PROBLEM DESCRIPTION
Return all the lines below exactly as written. Drop every picture.

SUPPLIED DATA

◆ ◆ ◆ ◆ ◆ ◆ ◆

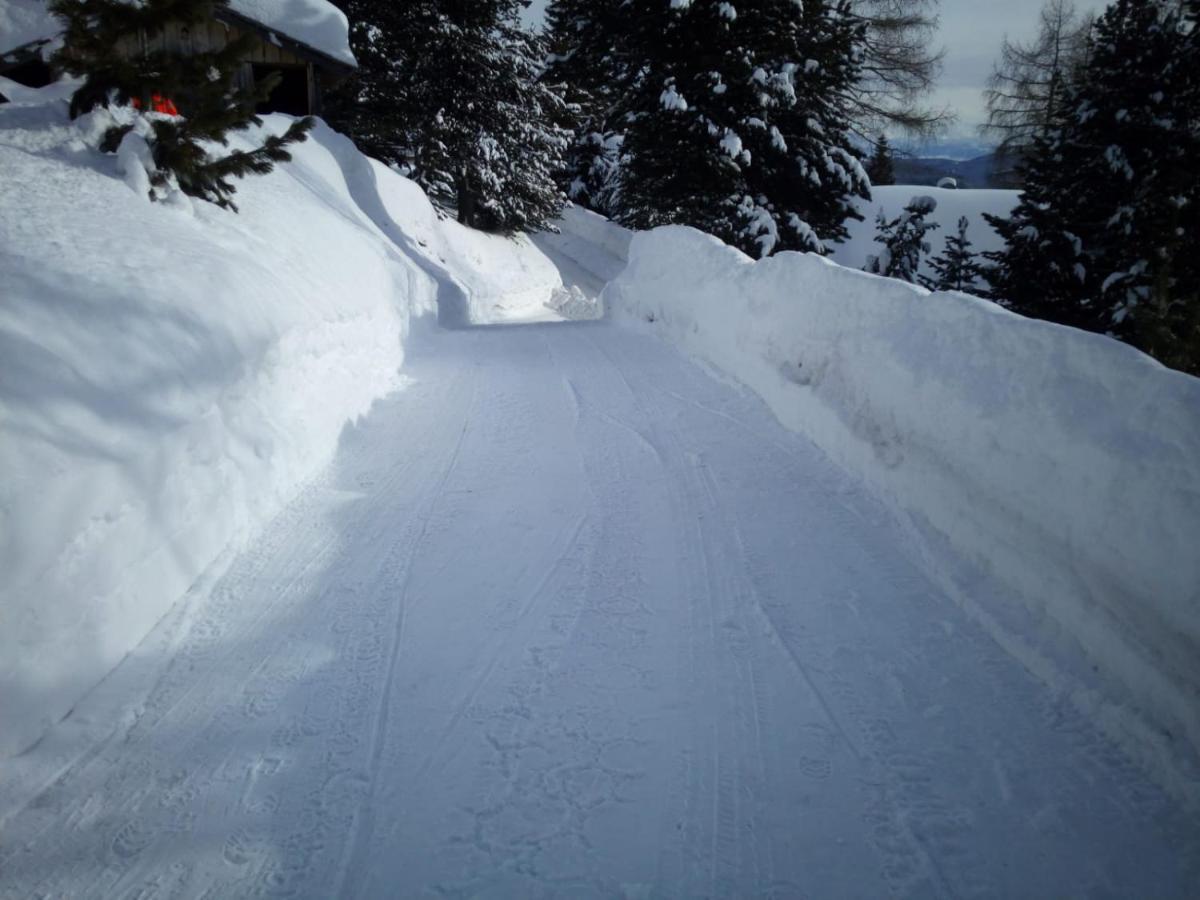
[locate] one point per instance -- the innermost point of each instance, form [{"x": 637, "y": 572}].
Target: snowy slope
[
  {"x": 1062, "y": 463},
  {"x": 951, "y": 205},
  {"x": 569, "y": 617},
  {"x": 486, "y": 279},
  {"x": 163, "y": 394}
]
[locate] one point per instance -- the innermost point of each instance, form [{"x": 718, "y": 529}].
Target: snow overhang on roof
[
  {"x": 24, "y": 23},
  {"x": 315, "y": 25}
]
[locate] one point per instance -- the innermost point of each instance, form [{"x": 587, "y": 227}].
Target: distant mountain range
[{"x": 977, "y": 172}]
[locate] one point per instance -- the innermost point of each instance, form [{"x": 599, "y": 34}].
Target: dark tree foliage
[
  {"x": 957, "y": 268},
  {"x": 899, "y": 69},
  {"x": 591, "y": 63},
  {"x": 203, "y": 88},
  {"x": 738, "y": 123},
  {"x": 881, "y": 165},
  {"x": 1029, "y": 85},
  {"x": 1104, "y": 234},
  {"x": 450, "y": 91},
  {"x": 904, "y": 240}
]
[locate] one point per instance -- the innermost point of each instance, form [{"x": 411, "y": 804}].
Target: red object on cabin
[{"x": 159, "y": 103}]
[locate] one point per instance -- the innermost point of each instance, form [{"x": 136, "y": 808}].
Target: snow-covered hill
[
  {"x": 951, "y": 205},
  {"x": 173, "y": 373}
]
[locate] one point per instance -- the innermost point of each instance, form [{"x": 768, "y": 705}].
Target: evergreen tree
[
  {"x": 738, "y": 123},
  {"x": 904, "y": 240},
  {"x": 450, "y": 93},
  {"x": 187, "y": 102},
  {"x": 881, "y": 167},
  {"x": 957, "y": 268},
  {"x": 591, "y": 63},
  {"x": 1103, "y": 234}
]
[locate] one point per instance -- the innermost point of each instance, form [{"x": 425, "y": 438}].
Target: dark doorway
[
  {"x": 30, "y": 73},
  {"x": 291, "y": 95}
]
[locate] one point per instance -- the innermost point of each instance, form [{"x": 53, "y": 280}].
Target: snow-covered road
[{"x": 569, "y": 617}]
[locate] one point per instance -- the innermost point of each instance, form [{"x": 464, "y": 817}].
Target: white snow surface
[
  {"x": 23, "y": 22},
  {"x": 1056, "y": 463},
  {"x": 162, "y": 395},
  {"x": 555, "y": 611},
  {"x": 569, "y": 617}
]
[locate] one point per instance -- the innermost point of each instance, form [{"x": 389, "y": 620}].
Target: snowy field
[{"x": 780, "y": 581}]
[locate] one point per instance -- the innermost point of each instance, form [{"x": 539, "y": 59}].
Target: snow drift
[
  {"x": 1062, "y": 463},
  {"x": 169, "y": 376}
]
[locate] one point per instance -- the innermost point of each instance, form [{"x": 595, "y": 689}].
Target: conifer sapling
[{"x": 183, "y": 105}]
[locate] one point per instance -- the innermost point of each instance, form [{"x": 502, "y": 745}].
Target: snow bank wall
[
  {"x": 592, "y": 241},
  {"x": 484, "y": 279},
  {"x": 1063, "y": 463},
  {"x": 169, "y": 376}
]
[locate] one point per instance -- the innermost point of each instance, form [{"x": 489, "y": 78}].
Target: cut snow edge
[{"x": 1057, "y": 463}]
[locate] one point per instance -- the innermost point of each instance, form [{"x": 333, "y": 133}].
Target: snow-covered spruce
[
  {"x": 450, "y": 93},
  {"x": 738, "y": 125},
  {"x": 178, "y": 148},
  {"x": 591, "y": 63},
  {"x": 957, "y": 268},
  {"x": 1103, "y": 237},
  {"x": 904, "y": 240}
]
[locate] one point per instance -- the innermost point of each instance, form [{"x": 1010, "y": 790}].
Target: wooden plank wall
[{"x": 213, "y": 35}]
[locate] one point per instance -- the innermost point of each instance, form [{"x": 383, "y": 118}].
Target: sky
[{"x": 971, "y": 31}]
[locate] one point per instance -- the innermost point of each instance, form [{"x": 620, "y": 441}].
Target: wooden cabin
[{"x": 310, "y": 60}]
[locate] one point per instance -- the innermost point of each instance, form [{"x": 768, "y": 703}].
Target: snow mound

◆ ◆ ◆ ◆ ◆ ◆ ◆

YOUR RESPONSE
[locate] one point per instance -- the innermost point of each instance, form [{"x": 637, "y": 572}].
Target: snowy slope
[
  {"x": 1062, "y": 463},
  {"x": 951, "y": 205},
  {"x": 569, "y": 617},
  {"x": 486, "y": 279},
  {"x": 163, "y": 394}
]
[locate] one point per instance -- the innermost point of each instance, form [{"x": 718, "y": 529}].
Target: snow overhang on roof
[
  {"x": 24, "y": 23},
  {"x": 315, "y": 25}
]
[locate] one point per instance -- the innermost point of each instance, form [{"x": 587, "y": 227}].
Target: distant mountain range
[{"x": 977, "y": 172}]
[locate] one point per instance -- the innermost point of each instance, form [{"x": 599, "y": 34}].
Target: dark tree foliage
[
  {"x": 957, "y": 268},
  {"x": 899, "y": 69},
  {"x": 591, "y": 63},
  {"x": 203, "y": 88},
  {"x": 738, "y": 123},
  {"x": 881, "y": 165},
  {"x": 1029, "y": 85},
  {"x": 1104, "y": 234},
  {"x": 450, "y": 91},
  {"x": 904, "y": 240}
]
[locate] one point per instance -- the innermost point of each instance, form [{"x": 411, "y": 804}].
Target: red object on cabin
[{"x": 159, "y": 103}]
[locate] one point per instance -- the innermost point of each instance, form [{"x": 136, "y": 808}].
Target: snow-covered hill
[
  {"x": 951, "y": 205},
  {"x": 173, "y": 373}
]
[locate] one point per instance -- the innermost point of each instance, form [{"x": 768, "y": 705}].
Target: evergreen tree
[
  {"x": 738, "y": 123},
  {"x": 904, "y": 240},
  {"x": 450, "y": 93},
  {"x": 187, "y": 102},
  {"x": 881, "y": 167},
  {"x": 957, "y": 268},
  {"x": 591, "y": 63},
  {"x": 1103, "y": 234}
]
[locate] one point per instance -- the innermost point of each instance, form [{"x": 425, "y": 438}].
Target: dark doorway
[
  {"x": 30, "y": 73},
  {"x": 291, "y": 95}
]
[locate] one point per instance -- the innermost point of each instance, form [{"x": 53, "y": 280}].
Target: snow-covered road
[{"x": 569, "y": 617}]
[locate] one point per instance -- the innermost point of each instance, form [{"x": 464, "y": 817}].
Target: white snow surface
[
  {"x": 23, "y": 22},
  {"x": 1056, "y": 463},
  {"x": 162, "y": 395},
  {"x": 555, "y": 611},
  {"x": 569, "y": 617}
]
[locate] one point per instance -- the innermost point of each instance, form [{"x": 389, "y": 620}].
Target: snowy field
[{"x": 780, "y": 581}]
[locate] one point per instance -- the innermost point of each instance, form [{"x": 539, "y": 59}].
Target: snow drift
[
  {"x": 1062, "y": 463},
  {"x": 169, "y": 376}
]
[locate] one point per instance -- the innermost point of each instance, form [{"x": 595, "y": 689}].
Target: conifer sapling
[{"x": 183, "y": 105}]
[locate] one point per instance -- the innermost point of each instance, form [{"x": 502, "y": 745}].
Target: snow bank wall
[
  {"x": 592, "y": 241},
  {"x": 484, "y": 279},
  {"x": 1063, "y": 463},
  {"x": 169, "y": 376}
]
[locate] one point per instance -- the innermost point of each instance, form [{"x": 489, "y": 78}].
Target: cut snow edge
[{"x": 1057, "y": 463}]
[locate] one point per instance -- the innermost point of each instance, form [{"x": 333, "y": 133}].
Target: snow-covered spruce
[
  {"x": 450, "y": 93},
  {"x": 738, "y": 125},
  {"x": 178, "y": 148},
  {"x": 591, "y": 63},
  {"x": 957, "y": 268},
  {"x": 1103, "y": 237},
  {"x": 904, "y": 240}
]
[locate] one point per instance -- the innermost point of each instance, form [{"x": 1010, "y": 790}].
Target: wooden plank wall
[{"x": 213, "y": 35}]
[locate] one point per instance -- the innermost point of each instance, form [{"x": 383, "y": 118}].
Target: sky
[{"x": 971, "y": 31}]
[locate] one point per instance -- the innermost point of each instance, form [{"x": 620, "y": 441}].
Target: wooden cabin
[{"x": 310, "y": 60}]
[locate] one point per instance -- the innermost point of each instance, form [{"x": 768, "y": 703}].
Target: snow mound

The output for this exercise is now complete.